Transcribe the listing exactly as written. Leave the images out.

### EXERCISE INPUTS
* * * *

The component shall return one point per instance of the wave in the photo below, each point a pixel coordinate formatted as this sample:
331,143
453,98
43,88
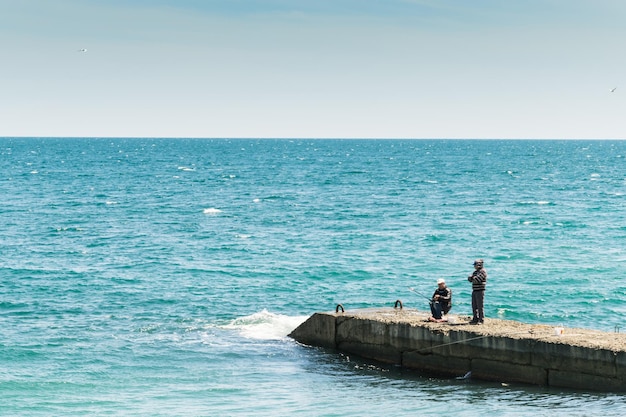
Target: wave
538,203
265,325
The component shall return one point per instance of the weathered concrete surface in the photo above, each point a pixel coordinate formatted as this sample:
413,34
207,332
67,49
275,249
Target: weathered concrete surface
499,350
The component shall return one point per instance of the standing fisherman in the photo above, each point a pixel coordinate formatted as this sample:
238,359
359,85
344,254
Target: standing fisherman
479,282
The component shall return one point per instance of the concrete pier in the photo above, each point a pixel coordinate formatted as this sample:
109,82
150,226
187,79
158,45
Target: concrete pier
499,350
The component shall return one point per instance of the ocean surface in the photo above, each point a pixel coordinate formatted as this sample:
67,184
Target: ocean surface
160,277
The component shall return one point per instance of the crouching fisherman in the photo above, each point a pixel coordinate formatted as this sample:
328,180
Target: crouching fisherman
441,302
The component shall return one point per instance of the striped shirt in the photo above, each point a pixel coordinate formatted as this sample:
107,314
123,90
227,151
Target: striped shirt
478,279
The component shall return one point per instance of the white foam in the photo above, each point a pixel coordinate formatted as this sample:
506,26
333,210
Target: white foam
265,325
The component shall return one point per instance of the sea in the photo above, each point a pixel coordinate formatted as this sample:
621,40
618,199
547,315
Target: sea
161,277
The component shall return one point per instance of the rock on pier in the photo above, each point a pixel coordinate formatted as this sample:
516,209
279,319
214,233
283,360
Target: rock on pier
499,350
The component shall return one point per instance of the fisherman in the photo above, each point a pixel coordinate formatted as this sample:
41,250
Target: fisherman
478,278
441,301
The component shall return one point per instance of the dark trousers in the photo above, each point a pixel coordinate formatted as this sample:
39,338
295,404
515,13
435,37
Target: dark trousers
435,309
478,305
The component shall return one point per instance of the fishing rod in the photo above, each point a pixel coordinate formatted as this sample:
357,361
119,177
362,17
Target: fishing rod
420,294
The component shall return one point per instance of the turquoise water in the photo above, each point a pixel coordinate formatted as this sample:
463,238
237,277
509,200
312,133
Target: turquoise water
160,276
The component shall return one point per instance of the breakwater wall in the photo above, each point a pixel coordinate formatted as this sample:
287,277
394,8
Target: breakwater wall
499,350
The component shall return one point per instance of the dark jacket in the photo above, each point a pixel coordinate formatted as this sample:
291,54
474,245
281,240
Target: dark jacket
445,298
478,279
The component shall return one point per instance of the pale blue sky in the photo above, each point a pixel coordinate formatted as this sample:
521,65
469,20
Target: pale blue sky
313,69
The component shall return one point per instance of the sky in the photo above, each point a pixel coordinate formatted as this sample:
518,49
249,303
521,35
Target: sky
536,69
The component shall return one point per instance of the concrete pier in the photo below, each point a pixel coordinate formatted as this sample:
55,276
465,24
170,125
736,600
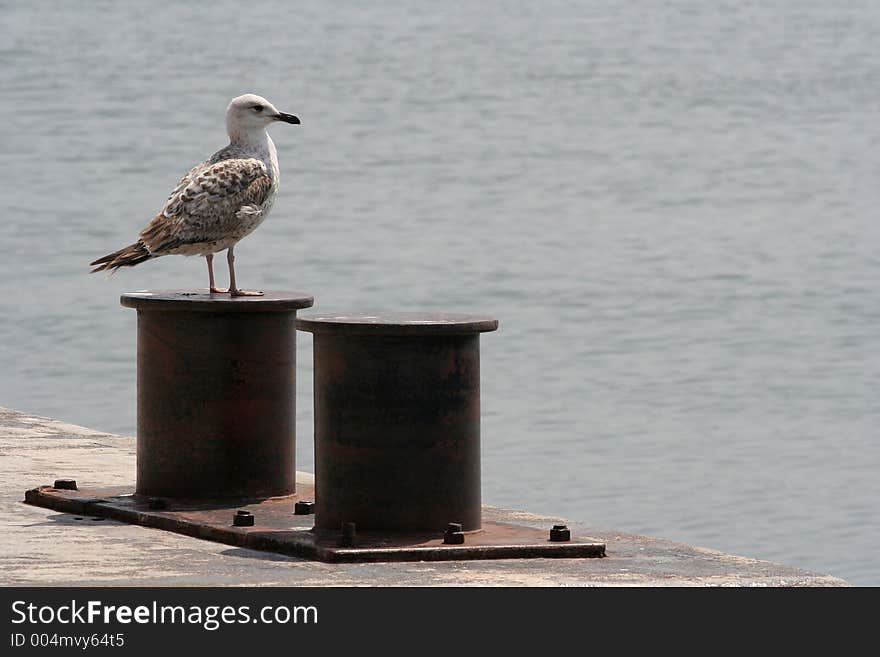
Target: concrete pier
42,547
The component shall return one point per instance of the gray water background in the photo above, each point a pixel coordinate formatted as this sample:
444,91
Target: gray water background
670,206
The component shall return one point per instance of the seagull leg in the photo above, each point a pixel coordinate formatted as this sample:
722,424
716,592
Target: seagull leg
234,291
212,288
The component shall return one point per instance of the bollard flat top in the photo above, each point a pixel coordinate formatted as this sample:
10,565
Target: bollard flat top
199,300
412,323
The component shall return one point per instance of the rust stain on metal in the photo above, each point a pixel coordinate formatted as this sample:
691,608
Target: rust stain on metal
397,419
216,382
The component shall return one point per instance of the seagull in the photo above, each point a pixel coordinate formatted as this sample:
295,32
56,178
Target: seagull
219,201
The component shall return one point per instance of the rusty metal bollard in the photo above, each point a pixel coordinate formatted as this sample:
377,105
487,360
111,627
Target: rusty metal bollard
216,384
397,420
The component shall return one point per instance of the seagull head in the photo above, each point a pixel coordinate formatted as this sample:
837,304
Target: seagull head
251,113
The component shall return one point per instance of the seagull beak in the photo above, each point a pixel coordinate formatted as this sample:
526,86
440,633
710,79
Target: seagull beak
287,118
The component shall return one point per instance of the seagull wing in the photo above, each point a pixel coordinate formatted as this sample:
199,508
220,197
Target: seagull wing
205,204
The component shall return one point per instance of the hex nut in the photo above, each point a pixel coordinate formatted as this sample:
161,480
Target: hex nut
349,529
453,534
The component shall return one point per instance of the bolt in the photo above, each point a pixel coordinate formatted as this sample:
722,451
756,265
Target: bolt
348,532
157,503
560,533
304,508
243,519
453,534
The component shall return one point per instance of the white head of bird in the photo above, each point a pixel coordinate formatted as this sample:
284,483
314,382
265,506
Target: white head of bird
248,116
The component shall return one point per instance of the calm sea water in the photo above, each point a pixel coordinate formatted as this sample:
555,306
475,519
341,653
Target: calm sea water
670,206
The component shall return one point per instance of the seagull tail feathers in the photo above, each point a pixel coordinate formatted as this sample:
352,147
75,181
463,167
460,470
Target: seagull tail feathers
129,256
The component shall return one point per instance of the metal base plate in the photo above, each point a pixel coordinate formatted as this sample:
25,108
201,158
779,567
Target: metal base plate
277,529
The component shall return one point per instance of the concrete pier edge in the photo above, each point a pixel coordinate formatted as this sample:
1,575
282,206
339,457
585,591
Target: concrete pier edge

* * * *

### RESULT BELOW
The component shall return one point per instance of the wave in the photo below, each point a pixel coordinate formatted as this sample:
331,143
453,98
43,88
Target: wave
538,203
265,325
The component shall return one point per instance of the weathered concrete surface in the photo above, each point a pixel coordinate formatted as this sample:
413,34
207,332
67,49
275,249
Target: weathered concrete surface
499,350
The component shall return one point per instance of the standing fisherman in the photo above, each point a pixel coordinate formatted as this sample:
238,359
359,85
344,254
Target: standing fisherman
479,282
The component shall return one point per instance of the concrete pier in the photo above, each point a pixel coordinate formatted as this sample:
109,82
150,226
187,79
158,45
Target: concrete pier
499,350
The component shall return one point per instance of the ocean surface in the photo above, each point a pixel coordinate formatted as this sample:
67,184
Target: ocean surface
160,277
The component shall return one point per instance of the crouching fisherman in the photo above, each point a pixel coordinate formatted as this sample:
328,180
Target: crouching fisherman
441,302
The component shall return one point per instance of the striped shirt in the photo above, each point a pixel coordinate formatted as this sample:
107,314
123,90
227,151
Target: striped shirt
478,279
The component shall return one point per instance of the white foam in the photo above, each point a pixel coordinate formatted as this sample:
506,26
333,210
Target: white foam
265,325
The component shall return one point per instance of the sea in the photo above, each point a pixel coordinate formatted as this sample:
621,40
618,199
547,315
Target: sea
161,277
The component shall return one point per instance of the rock on pier in the photo above, each point a pixel coordinate formatted as this sample:
516,209
279,319
214,233
283,360
Target: rock on pier
499,350
The component shall return one point per instance of the fisherman in the photo above, each point a pixel coordinate formatted as this sample:
41,250
Target: fisherman
478,278
441,301
The component shall return one point per instance of the dark trousers in the photo above, each point a pixel coordinate formatted as this sample:
39,338
295,404
515,13
435,37
Target: dark trousers
435,309
478,305
The component shall return one point per instance of the fishing rod in the photo above, each point a pixel coordinate formatted as this sample:
357,361
119,177
362,17
Target: fishing rod
420,294
The component shall return one point per instance of the turquoise water in the photo above, each point a pixel coordinate formatted as this sample:
463,238
237,277
509,200
312,133
Target: turquoise water
160,276
The component shall return one point per instance of the breakwater wall in the photo above, each point a pixel coordinate formatted as this sample:
287,277
394,8
Target: breakwater wall
499,350
The component shall return one point per instance of the dark jacket in the photo above, each point a pixel coordinate formatted as this sample:
291,54
474,245
281,240
Target: dark jacket
445,298
478,279
The component shall return one point per instance of the pale blue sky in the photo above, each point a pixel coordinate formatted as this sample:
521,65
469,20
Target: pale blue sky
313,69
The component shall return one point per instance of the sky in the photo above, each point a pixel coordinate formatted as this sample:
518,49
249,303
521,35
Target: sky
536,69
The component shall return one point per instance of the concrete pier in the photo below, each point a pixel coordinate formatted as this sample:
55,276
465,24
170,125
736,600
Target: concrete pier
42,547
The component shall return one point per instance of the gray water background in the photo above, each point a pixel coordinate formatted as this sample:
444,91
Target: gray water background
670,206
The component shall return one point per instance of the seagull leg in the photo above, each point a pixel coordinate formatted as this sample:
722,424
716,592
Target: seagull leg
234,291
212,288
The component shall return one point per instance of the bollard flat top in the photo above, each point a pixel coordinate formatted as this sample:
10,565
Target: bollard flat top
199,300
412,323
The component shall return one point per instance of the rust stain on metal in the photo above, each point a pixel coordinate formatted as this sample:
691,608
Target: rust stain on metal
397,419
216,382
The component shall return one point per instance of the seagull in the photo above, each point a pixel coordinate formatted as this sample:
295,32
56,178
Target: seagull
219,201
The component shall return one point per instance of the rusty metal bollard in the photo above, each point a pixel coordinate formatted as this sample:
377,105
487,360
111,627
Target: rusty metal bollard
216,384
397,420
The component shall return one point per instance of the seagull head in the photo above, each point a pixel coordinate formatted as this sample:
837,304
Target: seagull head
251,113
The component shall return one point per instance of the seagull beak in the photo above, each point a pixel coordinate formatted as this sample:
526,86
440,633
710,79
Target: seagull beak
287,118
The component shall return one point per instance of the seagull wing in the photo above, each point a pixel coordinate formatted as this sample:
199,508
220,197
Target: seagull wing
205,204
The component shall return one point per instance of the hex nut in the photo above, each point a pixel coordinate formatted as this sample:
161,480
Target: hex nut
349,529
453,534
The component shall return one point per instance of the bolt in the photo above, each point a pixel coordinate formatted as this sample:
722,451
756,265
Target: bolt
348,532
157,503
560,533
304,508
243,519
453,534
The component shall return one point per instance of the white head of bird in the photo above, each point a pixel coordinate formatted as this sample:
284,483
314,382
265,506
Target: white head of bird
248,116
The component shall return one point per instance of the calm sea water in the photo above, each point a pixel coordinate formatted as this sample:
555,306
475,519
341,653
Target: calm sea water
670,206
The component shall return one point per instance of the seagull tail feathers in the photo above, each point a pixel coordinate formatted as this sample:
352,147
75,181
463,167
460,470
Target: seagull tail feathers
129,256
The component shall return one point per instance of the metal base plate in the photo above, each point a pixel coordinate formatted as this sample:
25,108
201,158
779,567
Target: metal base plate
277,529
The component shall return one point per instance of the concrete pier edge in the photo above, each point a pixel coordinate formatted as this sample:
1,575
282,206
339,457
585,591
Target: concrete pier edge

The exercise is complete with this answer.